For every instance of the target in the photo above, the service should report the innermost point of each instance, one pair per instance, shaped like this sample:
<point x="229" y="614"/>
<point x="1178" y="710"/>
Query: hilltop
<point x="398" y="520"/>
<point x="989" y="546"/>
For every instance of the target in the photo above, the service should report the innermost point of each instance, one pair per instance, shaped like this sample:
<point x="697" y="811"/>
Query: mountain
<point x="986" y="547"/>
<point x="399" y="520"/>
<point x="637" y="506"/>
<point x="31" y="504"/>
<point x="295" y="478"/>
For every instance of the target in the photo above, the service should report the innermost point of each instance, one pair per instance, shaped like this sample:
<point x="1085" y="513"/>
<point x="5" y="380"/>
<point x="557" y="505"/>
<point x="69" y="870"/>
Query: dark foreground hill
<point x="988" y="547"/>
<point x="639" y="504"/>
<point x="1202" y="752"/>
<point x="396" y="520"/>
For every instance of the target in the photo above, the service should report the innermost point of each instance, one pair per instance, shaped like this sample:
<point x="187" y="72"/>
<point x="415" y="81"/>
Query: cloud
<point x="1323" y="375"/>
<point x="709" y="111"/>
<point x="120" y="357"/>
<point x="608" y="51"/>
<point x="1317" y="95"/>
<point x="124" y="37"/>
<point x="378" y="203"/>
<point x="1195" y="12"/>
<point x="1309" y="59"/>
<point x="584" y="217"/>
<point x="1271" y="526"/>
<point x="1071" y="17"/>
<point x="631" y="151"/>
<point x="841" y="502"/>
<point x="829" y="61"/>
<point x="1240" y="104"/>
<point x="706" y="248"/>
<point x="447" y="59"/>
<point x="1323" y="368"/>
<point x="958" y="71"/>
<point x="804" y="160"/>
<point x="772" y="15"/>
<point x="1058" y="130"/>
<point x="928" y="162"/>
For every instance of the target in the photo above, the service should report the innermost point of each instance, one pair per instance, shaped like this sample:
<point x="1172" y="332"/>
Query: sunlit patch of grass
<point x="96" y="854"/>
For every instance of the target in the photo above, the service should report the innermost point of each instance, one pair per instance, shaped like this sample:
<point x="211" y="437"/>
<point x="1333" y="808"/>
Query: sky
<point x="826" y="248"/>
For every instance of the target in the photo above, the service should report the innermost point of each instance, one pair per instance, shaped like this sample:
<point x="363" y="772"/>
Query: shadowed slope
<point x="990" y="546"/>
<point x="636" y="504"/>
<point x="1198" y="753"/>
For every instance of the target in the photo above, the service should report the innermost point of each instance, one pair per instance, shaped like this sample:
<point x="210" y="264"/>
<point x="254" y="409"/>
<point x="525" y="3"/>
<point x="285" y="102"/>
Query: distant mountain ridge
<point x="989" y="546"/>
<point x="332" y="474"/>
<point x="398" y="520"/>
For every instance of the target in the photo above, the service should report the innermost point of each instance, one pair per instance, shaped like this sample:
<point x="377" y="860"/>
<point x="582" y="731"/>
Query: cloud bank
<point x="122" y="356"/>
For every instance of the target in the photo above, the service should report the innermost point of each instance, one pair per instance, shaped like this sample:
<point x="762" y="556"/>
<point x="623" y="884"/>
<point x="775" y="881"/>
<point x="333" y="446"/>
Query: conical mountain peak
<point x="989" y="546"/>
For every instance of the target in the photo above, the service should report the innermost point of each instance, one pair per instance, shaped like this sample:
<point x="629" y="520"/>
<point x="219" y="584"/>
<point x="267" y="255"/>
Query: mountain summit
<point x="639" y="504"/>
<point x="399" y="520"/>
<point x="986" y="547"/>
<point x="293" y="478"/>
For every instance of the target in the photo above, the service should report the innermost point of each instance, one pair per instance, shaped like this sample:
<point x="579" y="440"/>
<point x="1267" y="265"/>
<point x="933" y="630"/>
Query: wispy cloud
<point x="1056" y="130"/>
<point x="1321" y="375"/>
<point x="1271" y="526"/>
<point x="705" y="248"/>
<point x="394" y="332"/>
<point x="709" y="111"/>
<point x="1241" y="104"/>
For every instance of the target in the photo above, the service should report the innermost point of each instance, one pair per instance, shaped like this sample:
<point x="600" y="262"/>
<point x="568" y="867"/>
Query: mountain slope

···

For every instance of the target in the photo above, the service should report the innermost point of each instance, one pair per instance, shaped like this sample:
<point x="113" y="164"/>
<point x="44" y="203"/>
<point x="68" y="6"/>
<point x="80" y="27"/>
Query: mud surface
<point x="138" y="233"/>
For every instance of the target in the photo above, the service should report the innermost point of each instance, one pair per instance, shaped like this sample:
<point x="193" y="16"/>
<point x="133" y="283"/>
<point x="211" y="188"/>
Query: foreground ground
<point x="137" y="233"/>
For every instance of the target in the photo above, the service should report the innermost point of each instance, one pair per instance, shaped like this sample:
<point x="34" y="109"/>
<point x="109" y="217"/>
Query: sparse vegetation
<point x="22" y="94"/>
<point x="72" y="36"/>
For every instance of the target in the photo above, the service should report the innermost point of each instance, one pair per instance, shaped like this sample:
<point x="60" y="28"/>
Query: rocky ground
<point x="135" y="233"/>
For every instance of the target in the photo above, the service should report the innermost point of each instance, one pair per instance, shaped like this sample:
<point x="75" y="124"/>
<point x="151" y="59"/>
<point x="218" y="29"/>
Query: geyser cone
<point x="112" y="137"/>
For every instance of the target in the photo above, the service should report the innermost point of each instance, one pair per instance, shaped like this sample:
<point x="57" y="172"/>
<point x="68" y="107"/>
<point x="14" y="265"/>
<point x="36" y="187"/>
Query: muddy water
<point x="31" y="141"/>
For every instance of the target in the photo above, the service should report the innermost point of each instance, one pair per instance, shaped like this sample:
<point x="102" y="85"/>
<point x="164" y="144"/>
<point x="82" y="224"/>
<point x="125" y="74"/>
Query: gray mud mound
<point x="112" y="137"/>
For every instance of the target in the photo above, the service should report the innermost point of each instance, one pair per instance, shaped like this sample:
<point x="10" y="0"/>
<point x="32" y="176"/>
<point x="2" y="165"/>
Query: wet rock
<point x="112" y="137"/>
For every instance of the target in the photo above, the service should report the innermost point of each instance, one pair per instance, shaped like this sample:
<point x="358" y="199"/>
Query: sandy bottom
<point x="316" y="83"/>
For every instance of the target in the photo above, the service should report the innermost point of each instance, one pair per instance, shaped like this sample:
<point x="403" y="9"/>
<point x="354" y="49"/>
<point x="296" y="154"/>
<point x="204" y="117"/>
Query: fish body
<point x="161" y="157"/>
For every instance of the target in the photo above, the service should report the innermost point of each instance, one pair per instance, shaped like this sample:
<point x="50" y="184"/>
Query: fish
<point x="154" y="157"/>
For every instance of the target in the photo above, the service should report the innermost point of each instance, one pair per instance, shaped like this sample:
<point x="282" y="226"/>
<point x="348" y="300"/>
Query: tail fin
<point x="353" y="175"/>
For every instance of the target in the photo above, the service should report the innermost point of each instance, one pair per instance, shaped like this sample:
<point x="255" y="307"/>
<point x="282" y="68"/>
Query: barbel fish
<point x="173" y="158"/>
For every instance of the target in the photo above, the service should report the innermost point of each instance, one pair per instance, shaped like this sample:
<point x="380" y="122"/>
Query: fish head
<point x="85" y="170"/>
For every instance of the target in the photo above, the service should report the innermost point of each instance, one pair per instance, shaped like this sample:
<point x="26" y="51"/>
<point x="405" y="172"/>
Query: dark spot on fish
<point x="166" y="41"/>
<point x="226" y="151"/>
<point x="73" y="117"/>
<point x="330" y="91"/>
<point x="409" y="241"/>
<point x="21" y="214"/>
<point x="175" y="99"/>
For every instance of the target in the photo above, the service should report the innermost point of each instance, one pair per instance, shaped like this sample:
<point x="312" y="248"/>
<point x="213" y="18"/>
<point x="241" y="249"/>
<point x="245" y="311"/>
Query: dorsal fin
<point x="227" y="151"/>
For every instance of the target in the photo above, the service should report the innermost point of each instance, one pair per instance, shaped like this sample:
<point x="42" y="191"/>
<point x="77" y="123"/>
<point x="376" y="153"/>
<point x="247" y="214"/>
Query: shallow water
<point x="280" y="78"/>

···

**EXERCISE DESCRIPTION**
Above are the records; print exactly the lines from the line with "Query: distant mountain ridge" to the line with "Query: mountain slope", including both, and nothing else.

**FINISHED TASK**
Query: distant mountain ridge
<point x="989" y="546"/>
<point x="332" y="474"/>
<point x="398" y="520"/>
For every instance of the target in the photo above, the service should report the innermost point of each instance, one pair per instance, shaped like this sample:
<point x="377" y="860"/>
<point x="582" y="731"/>
Query: cloud bank
<point x="122" y="356"/>
For every instance of the target in the photo above, the service should report the innermost point of each instance, one pair per instance, shaped like this sample:
<point x="762" y="556"/>
<point x="623" y="884"/>
<point x="775" y="881"/>
<point x="333" y="446"/>
Query: conical mountain peak
<point x="989" y="546"/>
For every instance of the target in the photo above, the service should report the innermost point of each instance, one pair per instance, shaped like this sample:
<point x="629" y="520"/>
<point x="219" y="584"/>
<point x="267" y="255"/>
Query: mountain summit
<point x="639" y="504"/>
<point x="399" y="520"/>
<point x="986" y="547"/>
<point x="293" y="478"/>
For every instance of the target in the photo above, the service should report the innermost point of each instance, one pair per instance, shaped like this sample:
<point x="579" y="440"/>
<point x="1267" y="265"/>
<point x="933" y="630"/>
Query: wispy cloud
<point x="1056" y="130"/>
<point x="1321" y="375"/>
<point x="1271" y="526"/>
<point x="705" y="248"/>
<point x="394" y="332"/>
<point x="709" y="111"/>
<point x="1241" y="104"/>
For every instance of the target in the photo above, the service should report the innermost point of each instance, one pair per instance, shaped like this sample:
<point x="600" y="262"/>
<point x="568" y="867"/>
Query: mountain slope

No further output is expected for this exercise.